→ **Consigne**:
Répondez brièvement à ces questions sur l'article consacré à Uvira :
(a) Quelle date figure sous le titre de l'article ?
(b) D'après N., combien de ministres comptait le dernier gouvernement ?
(c) Quel jour la vie a-t-elle repris son cours normal après la « ville morte » ?

→ **Texte**:
# # #

Dans le Territoire d’Uvira au Sud-Kivu : la population redoute plus l’activisme des différents groupes armés que les tensions politiques…

21 déc 2016

Dans le Territoire d’Uvira au Sud-Kivu : la population redoute plus l’activisme des différents groupes armés que les tensions politiques…

Tel le passage à une nouvelle année, la date jugée par certains « fatidique » du 19 décembre a plutôt été franchie ici sans (trop de) heurts. Fruit du travail abattu depuis de nombreuses semaines par la Monusco, la Société civile, les autorités locales ainsi que les forces de Défense et de Sécurité. Mais c’est la multiplication des groupes armés aussi bien locaux qu’étrangers qui menace plus la sécurité des populations qui ne demandent qu’une chose : la paix…

Uvira, le 21 décembre 2016 – Plus que la date de la fin constitutionnelle du mandat du Chef de l’Etat, c’est la présence et l’activisme des groupes armes qui semble préoccuper en Territoire d’Uvira au Sud-Kivu. Ici, rares sont ceux qui se disent réellement « concernés » par les discussions politiques en cours à Kinshasa à plusieurs milliers de kilomètres de là. N., 25 ans, agent de sécurité dans une société de gardiennage, exprime ce que beaucoup disent tout bas : «  de toute façon, ceux qui discutent à Kinshasa ne le font que pour leur intérêt ; qui se soucie de nous ? Après, ils vont se partager les postes, regardez le dernier gouvernement : 67 ministres, que des gens qui ont pris part aux négociations … Mais combien de jeunes et que vont-ils faire pour nous ? Rien… », prophétise-t-elle, l’air dépité. Aussi, si le mot d’ordre de « ville morte » a été largement suivi ici le lundi 19 décembre, en revanche dès le lendemain mardi 20 décembre, la vie avait vite repris son cours normal : magasins, marchés, agences de voyage… avaient repris leurs activités normales, comme si de rien ne s’était passé.

# # #

Entrées de pointage d'objets étiquetés
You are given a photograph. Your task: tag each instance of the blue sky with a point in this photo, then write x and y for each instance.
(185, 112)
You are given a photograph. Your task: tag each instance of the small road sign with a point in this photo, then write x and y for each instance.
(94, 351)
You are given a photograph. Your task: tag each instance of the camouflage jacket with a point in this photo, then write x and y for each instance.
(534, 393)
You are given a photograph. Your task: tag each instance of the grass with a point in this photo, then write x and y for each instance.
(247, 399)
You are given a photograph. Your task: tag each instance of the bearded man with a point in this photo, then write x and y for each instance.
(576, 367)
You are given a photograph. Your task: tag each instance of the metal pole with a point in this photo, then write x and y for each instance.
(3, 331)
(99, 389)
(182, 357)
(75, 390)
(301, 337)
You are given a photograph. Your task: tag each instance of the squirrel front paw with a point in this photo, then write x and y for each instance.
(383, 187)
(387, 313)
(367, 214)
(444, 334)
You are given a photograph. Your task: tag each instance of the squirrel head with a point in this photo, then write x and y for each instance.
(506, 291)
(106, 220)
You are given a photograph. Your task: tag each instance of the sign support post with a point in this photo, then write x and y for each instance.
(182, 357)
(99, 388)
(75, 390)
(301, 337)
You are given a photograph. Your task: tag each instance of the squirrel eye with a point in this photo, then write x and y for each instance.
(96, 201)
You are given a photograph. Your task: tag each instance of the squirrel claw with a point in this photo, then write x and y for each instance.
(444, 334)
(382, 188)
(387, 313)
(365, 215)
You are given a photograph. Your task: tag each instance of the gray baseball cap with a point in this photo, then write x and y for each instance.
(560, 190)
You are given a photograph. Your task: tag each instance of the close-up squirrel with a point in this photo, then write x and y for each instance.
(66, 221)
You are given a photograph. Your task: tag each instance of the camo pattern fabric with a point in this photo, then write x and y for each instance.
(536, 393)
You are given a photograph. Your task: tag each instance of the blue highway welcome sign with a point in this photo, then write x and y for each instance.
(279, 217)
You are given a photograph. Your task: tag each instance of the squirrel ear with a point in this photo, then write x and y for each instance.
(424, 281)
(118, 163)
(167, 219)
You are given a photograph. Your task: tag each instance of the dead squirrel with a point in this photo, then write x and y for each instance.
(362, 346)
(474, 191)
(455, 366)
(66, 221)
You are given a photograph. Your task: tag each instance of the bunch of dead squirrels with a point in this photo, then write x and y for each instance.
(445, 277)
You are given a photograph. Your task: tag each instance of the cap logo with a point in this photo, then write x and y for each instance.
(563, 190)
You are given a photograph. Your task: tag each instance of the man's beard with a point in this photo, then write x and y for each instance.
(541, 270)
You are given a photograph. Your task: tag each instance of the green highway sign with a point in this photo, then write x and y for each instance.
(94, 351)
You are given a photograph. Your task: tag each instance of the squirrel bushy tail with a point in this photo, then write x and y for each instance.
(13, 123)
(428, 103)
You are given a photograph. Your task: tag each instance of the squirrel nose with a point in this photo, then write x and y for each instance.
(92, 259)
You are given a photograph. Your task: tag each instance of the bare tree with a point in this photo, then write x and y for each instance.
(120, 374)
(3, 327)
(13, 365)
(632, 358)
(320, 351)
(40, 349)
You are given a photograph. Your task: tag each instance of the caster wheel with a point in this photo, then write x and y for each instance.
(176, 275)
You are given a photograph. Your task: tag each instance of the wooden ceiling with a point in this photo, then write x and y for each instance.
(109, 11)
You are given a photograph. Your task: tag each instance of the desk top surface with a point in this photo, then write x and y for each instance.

# # #

→ **Réponse**:
(a) Le 21 décembre 2016.
(b) 67 ministres.
(c) Le mardi 20 décembre.